■ **To do**:
All entries must be given again in full, exactly as they were supplied.

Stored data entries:
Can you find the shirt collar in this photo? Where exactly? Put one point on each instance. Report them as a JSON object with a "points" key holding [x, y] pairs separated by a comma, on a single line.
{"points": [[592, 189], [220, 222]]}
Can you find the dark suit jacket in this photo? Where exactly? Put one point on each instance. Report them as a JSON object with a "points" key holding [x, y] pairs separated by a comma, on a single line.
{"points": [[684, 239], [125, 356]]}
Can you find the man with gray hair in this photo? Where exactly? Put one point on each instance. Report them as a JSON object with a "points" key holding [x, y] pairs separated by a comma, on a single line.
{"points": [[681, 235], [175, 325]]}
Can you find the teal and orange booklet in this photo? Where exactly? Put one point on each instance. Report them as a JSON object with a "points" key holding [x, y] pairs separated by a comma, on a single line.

■ **Task answer**:
Can you find the shirt collar in this photo? Where exactly? Put one point on each instance. Report them as a JSON object with a "points" key holding [x, y] pairs separated by a comma, on a single line.
{"points": [[592, 189], [220, 222]]}
Can you find the dark suit jacket in this photo? Where exactly? Put one point on each instance. Report them as a JSON object with a "points" key holding [x, y] pairs separated by a comma, on a single line.
{"points": [[684, 239], [125, 356]]}
Can you find the man with gray hair in this photo? Where exactly? Put one point on each instance. Report them as a JSON object with a "points" key holding [x, y] pairs separated by a comma, on a single line.
{"points": [[681, 235], [175, 325]]}
Can you find the teal and orange booklet in this photo? Where exactly? Put one point on each instance. Report them as a JSON object with a "points" key holding [x, y] pairs separated by a comma, on a single line.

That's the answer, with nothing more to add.